** START OF TEXT SECTION **
# House not getting enough power.



## joed (Mar 13, 2005)

Too long and unreadable. pictures are sideways.

It sounds like a loose connection. None of the POCOs I have heard of charge for service calls if it is not their fault but yours could be different. You need to either call the POCO or an electrician.


----------



## lenaitch (Feb 10, 2014)

Completely agree. It sounds like a failed/failing hot conductor or connection. If the pump and shed still work ok it might narrow down to the feed to the house. If the photo of the conductor lying on the ground is the main feed to the house you've got bigger problems. The hot conductor might be leaking to ground. Money aside, this is potentially a very dangerous situation.


----------



## ScarlettInk48 (Mar 13, 2017)

the past few times the water pressure gets really weak but we have five people in the house using water so I can't tell if there's not enough power or if the tanks just draining. Any ideas how to fix the nicked line on the ground besides electrical tape? And would it getting wet from rain have anything to do with it?


----------



## eric626 (Jul 29, 2015)

This is not a DIY problem. You should shut off your main breaker and call an electrician. Ever since square reader came around more and more electricians are accepting credit card payments.

You also might want to try politely explaining to the power company that you pay them every month. They should come inspect their connections at no extra cost.
** END OF TEXT SECTION **
** START OF SUPPLIED DATA **
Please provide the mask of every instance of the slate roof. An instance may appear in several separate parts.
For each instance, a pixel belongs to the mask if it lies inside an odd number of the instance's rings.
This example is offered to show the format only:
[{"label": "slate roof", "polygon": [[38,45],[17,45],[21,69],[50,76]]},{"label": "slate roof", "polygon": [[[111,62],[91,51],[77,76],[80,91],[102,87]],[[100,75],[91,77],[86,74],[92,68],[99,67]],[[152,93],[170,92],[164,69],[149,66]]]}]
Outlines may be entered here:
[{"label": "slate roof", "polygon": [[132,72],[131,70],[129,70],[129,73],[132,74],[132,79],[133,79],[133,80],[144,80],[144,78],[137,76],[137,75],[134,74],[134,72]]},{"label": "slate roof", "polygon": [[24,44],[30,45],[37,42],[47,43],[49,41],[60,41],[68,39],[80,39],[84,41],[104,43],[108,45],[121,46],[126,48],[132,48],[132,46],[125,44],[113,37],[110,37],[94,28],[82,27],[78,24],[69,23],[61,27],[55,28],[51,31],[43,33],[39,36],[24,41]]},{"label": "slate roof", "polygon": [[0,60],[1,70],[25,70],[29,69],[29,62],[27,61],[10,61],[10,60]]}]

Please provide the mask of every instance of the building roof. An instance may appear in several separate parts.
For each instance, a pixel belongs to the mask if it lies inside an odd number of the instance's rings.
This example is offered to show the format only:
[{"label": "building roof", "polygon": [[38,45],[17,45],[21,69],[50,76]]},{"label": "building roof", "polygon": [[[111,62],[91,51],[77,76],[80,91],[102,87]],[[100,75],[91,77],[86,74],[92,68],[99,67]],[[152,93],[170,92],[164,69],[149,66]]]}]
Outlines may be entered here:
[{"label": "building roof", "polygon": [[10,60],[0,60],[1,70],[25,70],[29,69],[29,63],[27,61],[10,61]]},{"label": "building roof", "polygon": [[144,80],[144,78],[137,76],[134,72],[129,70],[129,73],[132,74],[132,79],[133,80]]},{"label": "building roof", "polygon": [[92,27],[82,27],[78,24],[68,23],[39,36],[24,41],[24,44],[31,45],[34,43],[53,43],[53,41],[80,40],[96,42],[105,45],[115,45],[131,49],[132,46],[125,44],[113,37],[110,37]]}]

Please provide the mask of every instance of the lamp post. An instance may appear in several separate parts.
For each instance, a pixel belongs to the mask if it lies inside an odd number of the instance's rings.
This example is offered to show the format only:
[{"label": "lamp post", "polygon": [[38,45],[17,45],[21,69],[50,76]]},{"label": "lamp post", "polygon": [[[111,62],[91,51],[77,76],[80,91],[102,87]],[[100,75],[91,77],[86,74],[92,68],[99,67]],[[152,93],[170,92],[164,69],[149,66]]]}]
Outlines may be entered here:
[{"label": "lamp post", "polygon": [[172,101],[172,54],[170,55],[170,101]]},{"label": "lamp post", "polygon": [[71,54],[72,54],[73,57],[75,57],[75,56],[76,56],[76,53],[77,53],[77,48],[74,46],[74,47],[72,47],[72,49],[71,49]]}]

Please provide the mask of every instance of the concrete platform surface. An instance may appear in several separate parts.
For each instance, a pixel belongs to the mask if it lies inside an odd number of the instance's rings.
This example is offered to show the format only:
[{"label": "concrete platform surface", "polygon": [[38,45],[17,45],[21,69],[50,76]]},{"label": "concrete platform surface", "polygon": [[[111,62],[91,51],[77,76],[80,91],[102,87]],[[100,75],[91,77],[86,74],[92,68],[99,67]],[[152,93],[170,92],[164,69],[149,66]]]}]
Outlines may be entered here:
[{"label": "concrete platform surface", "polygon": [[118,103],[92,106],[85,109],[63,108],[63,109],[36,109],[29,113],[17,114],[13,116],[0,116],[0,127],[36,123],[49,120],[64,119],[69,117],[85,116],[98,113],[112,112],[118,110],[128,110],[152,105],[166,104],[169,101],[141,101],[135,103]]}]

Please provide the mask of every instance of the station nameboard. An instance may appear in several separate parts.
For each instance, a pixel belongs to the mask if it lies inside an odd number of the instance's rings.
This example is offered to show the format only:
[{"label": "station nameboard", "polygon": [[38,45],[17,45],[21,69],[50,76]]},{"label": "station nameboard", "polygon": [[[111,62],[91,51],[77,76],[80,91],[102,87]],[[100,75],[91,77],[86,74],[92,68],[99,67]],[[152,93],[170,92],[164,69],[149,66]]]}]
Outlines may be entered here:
** END OF SUPPLIED DATA **
REQUIREMENT » Pick up the forum thread about the house not getting enough power and carry it on past its last post. These lines have nothing to do with the thread about the house not getting enough power.

REPLY TO THE TASK »
----------



## AllanJ (Nov 24, 2007)

Turn off all of the 240 volt breakers (double handle breakers).

Turn on most of the 120 volt circuits' breakers (single breakers). (Leave off the breakers that feed circuits where you had equipment or appliances that were smoking.)

Plug in some incandescent lights in various room receptacles that are still alive.

Measure voltage down in the panel at various breakers that are still flipped on. Measure from a breaker screw to neutral (neutral bus bar) and from a breaker screw to another breaker screw. Do several measurements. Are you get voltages other than approx. 120 and approx. 240? Are there breakers that are flipped on but from the screw to neutral measures zero?


----------



## lenaitch (Feb 10, 2014)

Actually, on second look, I have a hard time believing that the nicked line lying on the ground is the main feed to the house. The conductor size looks no larger than a single 15a circuit and certainly not sufficient for something with a 220v feed.


----------



## DanS26 (Oct 25, 2012)

Cletis.....you're not fooling anybody. hahahahaha


----------



## dmxtothemax (Oct 26, 2010)

You clearly have dirty/loose/failing connections somewhere !
But without reliable voltage readings it's hard to say where.
Turn off your main breaker/switch,
check with a tester to see if it's really dead
then check all joins and connections
are they clean and shiney
are they tight in there connections
is there any clear signs of heat damage
are they rusty or corrodded ?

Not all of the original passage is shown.